**問題 A**.
次に示す短編集評の文章を、一字一句違えずに全文再現してください。

巻頭の「片手」が、まず「お嬢さんをぼくにください、と若者がいった。娘の父親は箱を一つ贈った。中に入っていたのは娘の左手だった」と始まります。ぼんやり読んでいては、なんのことやら意味不明です。お嬢さんをくださいと言ったばかりに、不条理なめにあい気がくるってしまうという、青年のありえない悲劇。それがありえるのは、女性をものかなにかのように「ください」と言ってしまったことが、ミソジニーとして責められる社会だからでした。この短編集は「女嫌い」を描いただけのものではなくて、「女嫌い」を社会が内包していると同時に、では、そんな「女嫌い」を単純に罰して、それで問題解決と短絡したときの無理と矛盾を、ともに描き出したものでした。続く「陽気な原始人ウーナ」「男たらし」は、尻軽な女とそれを利用しつつ欲望のはけ口としか見ない男たちの関係を、救いのないままに摘出します。さらに、社会がそうしたものであることを前提に、そこで安楽をむさぼる女を描くと、題名は「天下公認の娼婦、またの名を主婦」となり、「女は最初から男を尻に敷いてい」て、ウーマン・リブを「あの連中は、いったい何のために大騒ぎをしているのだろう」と考える主婦が、リブの大会に参加する「中流の主婦」では、混乱のうちに主人公の頭に缶詰があたって死んでしまうのです。

**問題 B**.
以下の記録のうち、文字列「conduit」を含む行をすべて、そのまま抜き出して返してください。

**記録原文**.

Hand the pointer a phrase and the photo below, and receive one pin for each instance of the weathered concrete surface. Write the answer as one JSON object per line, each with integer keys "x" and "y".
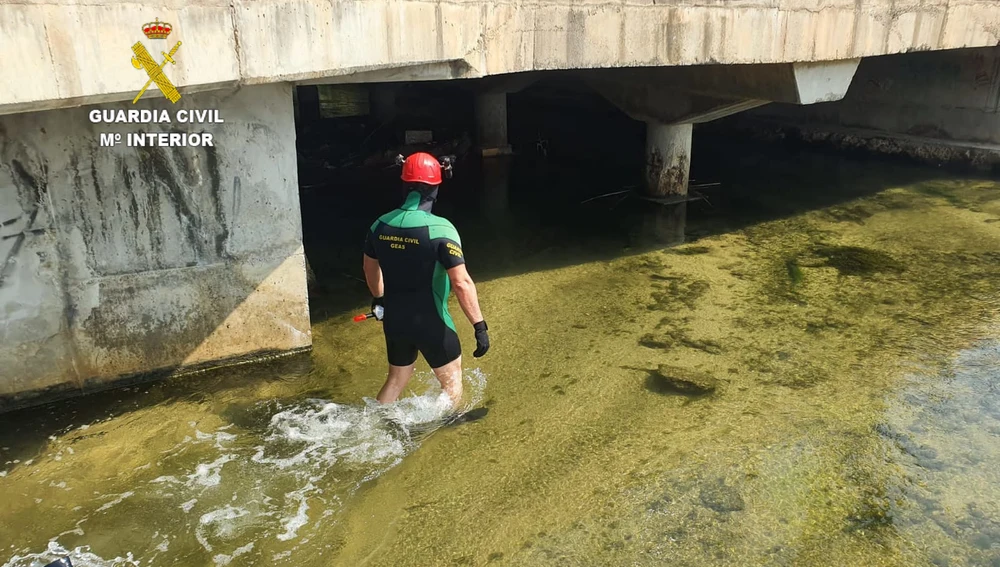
{"x": 668, "y": 158}
{"x": 64, "y": 53}
{"x": 939, "y": 107}
{"x": 116, "y": 261}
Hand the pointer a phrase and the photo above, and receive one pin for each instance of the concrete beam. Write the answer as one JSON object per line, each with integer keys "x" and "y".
{"x": 67, "y": 53}
{"x": 823, "y": 81}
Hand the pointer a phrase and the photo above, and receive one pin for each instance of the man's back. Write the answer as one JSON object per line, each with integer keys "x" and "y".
{"x": 414, "y": 248}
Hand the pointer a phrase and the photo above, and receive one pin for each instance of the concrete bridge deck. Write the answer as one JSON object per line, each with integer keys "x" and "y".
{"x": 119, "y": 262}
{"x": 67, "y": 53}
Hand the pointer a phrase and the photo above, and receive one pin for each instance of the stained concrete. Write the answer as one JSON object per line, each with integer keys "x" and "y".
{"x": 939, "y": 107}
{"x": 117, "y": 261}
{"x": 63, "y": 53}
{"x": 668, "y": 158}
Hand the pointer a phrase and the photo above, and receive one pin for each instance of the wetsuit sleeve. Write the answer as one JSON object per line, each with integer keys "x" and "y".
{"x": 447, "y": 244}
{"x": 370, "y": 242}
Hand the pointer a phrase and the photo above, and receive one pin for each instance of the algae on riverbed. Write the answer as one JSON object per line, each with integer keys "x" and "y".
{"x": 844, "y": 429}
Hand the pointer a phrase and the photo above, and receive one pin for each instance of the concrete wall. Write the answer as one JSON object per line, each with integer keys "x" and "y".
{"x": 62, "y": 52}
{"x": 935, "y": 103}
{"x": 116, "y": 261}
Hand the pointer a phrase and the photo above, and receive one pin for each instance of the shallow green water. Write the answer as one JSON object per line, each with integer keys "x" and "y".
{"x": 847, "y": 311}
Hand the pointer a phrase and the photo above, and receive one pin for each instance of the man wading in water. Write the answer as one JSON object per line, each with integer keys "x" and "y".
{"x": 412, "y": 258}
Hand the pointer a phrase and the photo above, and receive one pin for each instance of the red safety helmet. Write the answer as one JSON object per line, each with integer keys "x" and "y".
{"x": 422, "y": 167}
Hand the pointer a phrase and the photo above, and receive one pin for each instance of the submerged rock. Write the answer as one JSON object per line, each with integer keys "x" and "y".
{"x": 683, "y": 380}
{"x": 857, "y": 261}
{"x": 721, "y": 497}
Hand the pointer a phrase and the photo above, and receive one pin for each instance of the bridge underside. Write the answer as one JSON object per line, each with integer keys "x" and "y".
{"x": 117, "y": 262}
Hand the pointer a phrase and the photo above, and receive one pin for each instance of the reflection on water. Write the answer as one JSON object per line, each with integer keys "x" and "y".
{"x": 813, "y": 379}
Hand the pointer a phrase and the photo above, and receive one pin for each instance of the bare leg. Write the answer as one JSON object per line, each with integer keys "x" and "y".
{"x": 450, "y": 376}
{"x": 399, "y": 377}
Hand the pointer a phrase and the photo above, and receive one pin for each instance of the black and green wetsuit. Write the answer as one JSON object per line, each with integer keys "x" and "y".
{"x": 414, "y": 249}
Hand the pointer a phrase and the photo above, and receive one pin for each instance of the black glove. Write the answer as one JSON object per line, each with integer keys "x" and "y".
{"x": 482, "y": 339}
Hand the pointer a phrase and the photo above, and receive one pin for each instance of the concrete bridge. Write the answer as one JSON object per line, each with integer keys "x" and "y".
{"x": 120, "y": 261}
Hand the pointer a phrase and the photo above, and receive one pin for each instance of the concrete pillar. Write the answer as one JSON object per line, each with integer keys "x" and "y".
{"x": 496, "y": 196}
{"x": 383, "y": 102}
{"x": 491, "y": 123}
{"x": 664, "y": 225}
{"x": 668, "y": 158}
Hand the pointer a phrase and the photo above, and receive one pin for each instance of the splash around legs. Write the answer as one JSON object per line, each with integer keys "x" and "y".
{"x": 449, "y": 375}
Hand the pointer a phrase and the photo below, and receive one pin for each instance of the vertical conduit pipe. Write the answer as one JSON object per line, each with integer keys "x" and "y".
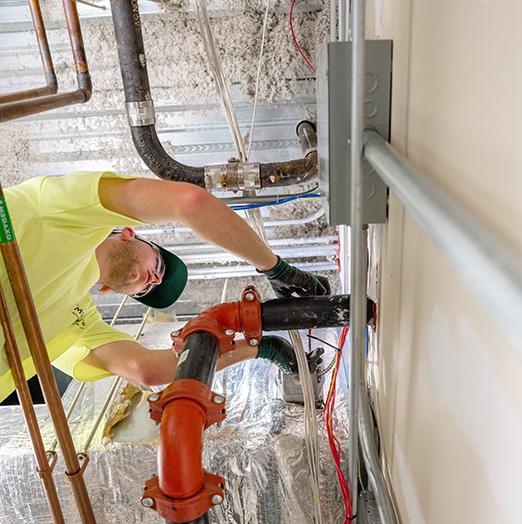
{"x": 357, "y": 241}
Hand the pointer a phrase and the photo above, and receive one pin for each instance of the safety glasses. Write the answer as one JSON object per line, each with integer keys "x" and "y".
{"x": 160, "y": 269}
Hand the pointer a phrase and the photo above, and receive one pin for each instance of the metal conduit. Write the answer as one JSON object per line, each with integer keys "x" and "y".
{"x": 360, "y": 421}
{"x": 234, "y": 175}
{"x": 358, "y": 246}
{"x": 19, "y": 108}
{"x": 489, "y": 267}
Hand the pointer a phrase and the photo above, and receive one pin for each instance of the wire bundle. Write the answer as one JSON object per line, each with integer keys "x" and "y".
{"x": 311, "y": 428}
{"x": 335, "y": 448}
{"x": 200, "y": 7}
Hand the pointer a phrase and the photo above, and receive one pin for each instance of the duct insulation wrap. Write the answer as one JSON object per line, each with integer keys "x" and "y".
{"x": 259, "y": 449}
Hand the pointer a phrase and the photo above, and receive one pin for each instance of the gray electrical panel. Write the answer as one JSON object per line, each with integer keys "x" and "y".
{"x": 334, "y": 91}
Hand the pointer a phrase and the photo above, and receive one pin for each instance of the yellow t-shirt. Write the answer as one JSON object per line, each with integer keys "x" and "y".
{"x": 58, "y": 222}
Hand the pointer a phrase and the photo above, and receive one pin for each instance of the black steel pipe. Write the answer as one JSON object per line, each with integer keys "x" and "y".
{"x": 131, "y": 52}
{"x": 200, "y": 362}
{"x": 282, "y": 314}
{"x": 201, "y": 353}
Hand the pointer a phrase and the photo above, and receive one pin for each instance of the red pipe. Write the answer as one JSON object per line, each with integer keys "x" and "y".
{"x": 180, "y": 446}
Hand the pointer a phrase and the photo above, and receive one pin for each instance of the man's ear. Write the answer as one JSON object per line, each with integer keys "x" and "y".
{"x": 127, "y": 233}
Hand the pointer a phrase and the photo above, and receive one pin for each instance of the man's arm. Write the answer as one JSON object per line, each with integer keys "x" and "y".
{"x": 140, "y": 365}
{"x": 160, "y": 201}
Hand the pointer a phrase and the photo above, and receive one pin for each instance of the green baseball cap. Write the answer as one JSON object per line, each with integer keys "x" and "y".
{"x": 172, "y": 285}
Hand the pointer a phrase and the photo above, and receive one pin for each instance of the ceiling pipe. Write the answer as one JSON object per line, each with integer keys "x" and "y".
{"x": 51, "y": 86}
{"x": 234, "y": 175}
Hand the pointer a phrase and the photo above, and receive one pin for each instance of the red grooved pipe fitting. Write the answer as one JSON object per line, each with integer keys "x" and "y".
{"x": 181, "y": 443}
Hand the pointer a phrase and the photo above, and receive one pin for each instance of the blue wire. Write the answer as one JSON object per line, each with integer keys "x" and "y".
{"x": 243, "y": 207}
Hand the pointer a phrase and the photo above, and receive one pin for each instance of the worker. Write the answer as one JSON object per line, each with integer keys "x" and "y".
{"x": 75, "y": 231}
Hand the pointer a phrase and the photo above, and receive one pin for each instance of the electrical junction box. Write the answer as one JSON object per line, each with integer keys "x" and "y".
{"x": 334, "y": 91}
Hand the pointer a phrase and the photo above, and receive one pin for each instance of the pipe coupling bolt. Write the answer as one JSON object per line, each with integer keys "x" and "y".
{"x": 233, "y": 176}
{"x": 141, "y": 113}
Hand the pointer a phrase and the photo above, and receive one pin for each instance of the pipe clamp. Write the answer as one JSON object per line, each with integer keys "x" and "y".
{"x": 233, "y": 176}
{"x": 140, "y": 113}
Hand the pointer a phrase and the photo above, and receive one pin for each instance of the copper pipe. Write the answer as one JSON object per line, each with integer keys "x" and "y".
{"x": 45, "y": 470}
{"x": 51, "y": 86}
{"x": 26, "y": 308}
{"x": 17, "y": 109}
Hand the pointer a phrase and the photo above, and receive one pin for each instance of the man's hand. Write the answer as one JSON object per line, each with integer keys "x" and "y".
{"x": 286, "y": 280}
{"x": 281, "y": 353}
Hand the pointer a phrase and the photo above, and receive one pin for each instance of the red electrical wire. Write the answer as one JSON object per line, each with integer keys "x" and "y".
{"x": 335, "y": 447}
{"x": 305, "y": 58}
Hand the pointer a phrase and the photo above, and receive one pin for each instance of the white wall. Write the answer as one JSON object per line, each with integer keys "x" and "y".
{"x": 449, "y": 395}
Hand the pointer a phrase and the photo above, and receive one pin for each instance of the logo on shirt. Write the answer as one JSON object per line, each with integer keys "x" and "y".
{"x": 79, "y": 313}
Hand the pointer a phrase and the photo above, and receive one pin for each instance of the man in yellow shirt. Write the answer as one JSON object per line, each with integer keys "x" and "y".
{"x": 65, "y": 228}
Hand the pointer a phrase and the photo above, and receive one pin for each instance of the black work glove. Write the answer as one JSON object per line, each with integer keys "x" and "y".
{"x": 281, "y": 353}
{"x": 286, "y": 279}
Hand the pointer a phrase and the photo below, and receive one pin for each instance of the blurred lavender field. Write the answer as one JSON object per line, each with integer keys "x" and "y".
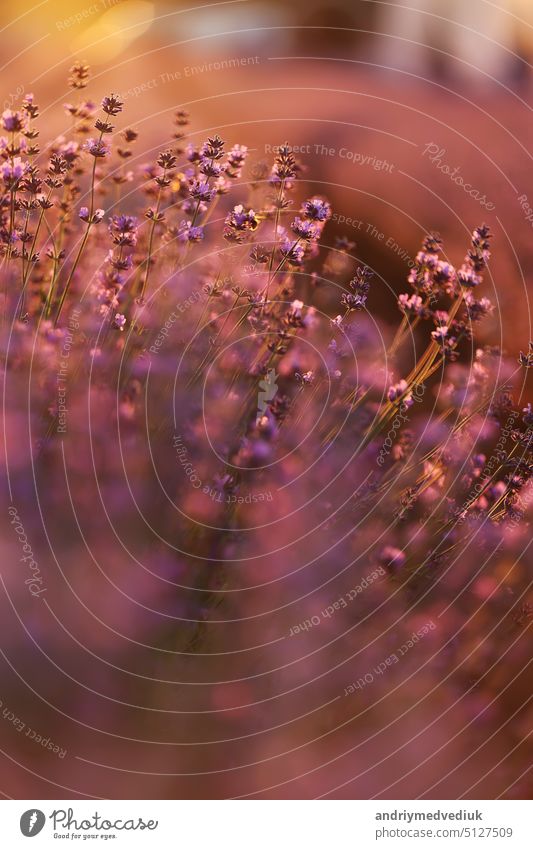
{"x": 266, "y": 403}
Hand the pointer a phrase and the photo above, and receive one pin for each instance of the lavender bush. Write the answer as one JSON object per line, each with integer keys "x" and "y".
{"x": 244, "y": 493}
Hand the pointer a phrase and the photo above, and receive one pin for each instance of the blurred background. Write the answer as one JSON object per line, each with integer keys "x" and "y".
{"x": 359, "y": 83}
{"x": 389, "y": 104}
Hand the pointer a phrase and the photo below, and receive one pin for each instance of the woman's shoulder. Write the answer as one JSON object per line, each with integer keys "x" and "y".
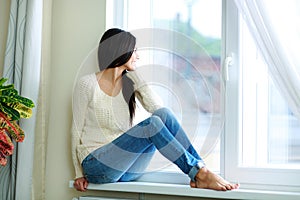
{"x": 86, "y": 81}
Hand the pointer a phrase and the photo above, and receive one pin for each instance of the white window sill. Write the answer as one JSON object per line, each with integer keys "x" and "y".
{"x": 185, "y": 190}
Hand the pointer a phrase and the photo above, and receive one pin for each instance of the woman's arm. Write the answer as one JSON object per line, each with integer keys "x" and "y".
{"x": 147, "y": 97}
{"x": 79, "y": 107}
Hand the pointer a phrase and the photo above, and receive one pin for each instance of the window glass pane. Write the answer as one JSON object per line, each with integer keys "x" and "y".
{"x": 189, "y": 62}
{"x": 270, "y": 132}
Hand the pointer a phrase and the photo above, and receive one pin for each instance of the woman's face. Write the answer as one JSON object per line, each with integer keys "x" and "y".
{"x": 131, "y": 63}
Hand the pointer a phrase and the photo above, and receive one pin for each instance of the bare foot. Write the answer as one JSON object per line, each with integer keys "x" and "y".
{"x": 208, "y": 180}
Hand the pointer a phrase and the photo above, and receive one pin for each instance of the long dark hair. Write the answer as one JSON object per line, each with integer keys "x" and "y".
{"x": 115, "y": 49}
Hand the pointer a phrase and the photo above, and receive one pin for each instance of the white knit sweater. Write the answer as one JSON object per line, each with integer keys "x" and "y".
{"x": 99, "y": 118}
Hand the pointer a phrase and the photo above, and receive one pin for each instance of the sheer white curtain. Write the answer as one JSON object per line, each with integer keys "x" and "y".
{"x": 275, "y": 27}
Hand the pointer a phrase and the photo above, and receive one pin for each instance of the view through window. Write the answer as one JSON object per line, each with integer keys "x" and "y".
{"x": 270, "y": 131}
{"x": 192, "y": 82}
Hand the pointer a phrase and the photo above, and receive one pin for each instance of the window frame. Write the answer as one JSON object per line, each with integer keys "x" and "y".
{"x": 252, "y": 178}
{"x": 249, "y": 177}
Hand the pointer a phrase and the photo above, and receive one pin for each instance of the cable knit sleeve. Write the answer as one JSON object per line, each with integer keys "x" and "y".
{"x": 147, "y": 97}
{"x": 79, "y": 105}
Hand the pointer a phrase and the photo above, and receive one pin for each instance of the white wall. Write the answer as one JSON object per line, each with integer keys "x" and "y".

**解答全文 A**.
巻頭の「片手」が、まず「お嬢さんをぼくにください、と若者がいった。娘の父親は箱を一つ贈った。中に入っていたのは娘の左手だった」と始まります。ぼんやり読んでいては、なんのことやら意味不明です。お嬢さんをくださいと言ったばかりに、不条理なめにあい気がくるってしまうという、青年のありえない悲劇。それがありえるのは、女性をものかなにかのように「ください」と言ってしまったことが、ミソジニーとして責められる社会だからでした。この短編集は「女嫌い」を描いただけのものではなくて、「女嫌い」を社会が内包していると同時に、では、そんな「女嫌い」を単純に罰して、それで問題解決と短絡したときの無理と矛盾を、ともに描き出したものでした。続く「陽気な原始人ウーナ」「男たらし」は、尻軽な女とそれを利用しつつ欲望のはけ口としか見ない男たちの関係を、救いのないままに摘出します。さらに、社会がそうしたものであることを前提に、そこで安楽をむさぼる女を描くと、題名は「天下公認の娼婦、またの名を主婦」となり、「女は最初から男を尻に敷いてい」て、ウーマン・リブを「あの連中は、いったい何のために大騒ぎをしているのだろう」と考える主婦が、リブの大会に参加する「中流の主婦」では、混乱のうちに主人公の頭に缶詰があたって死んでしまうのです。

**解答全文 B**.
Hand the pointer a phrase and the photo below, and receive one pin for each instance of the vertical conduit pipe. Write the answer as one JSON object per line, each with integer keys "x" and "y".
Hand the pointer a phrase and the photo above, and receive one pin for each instance of the metal conduit. Write the answer as one JSON object per line, each with integer keys "x" and "y".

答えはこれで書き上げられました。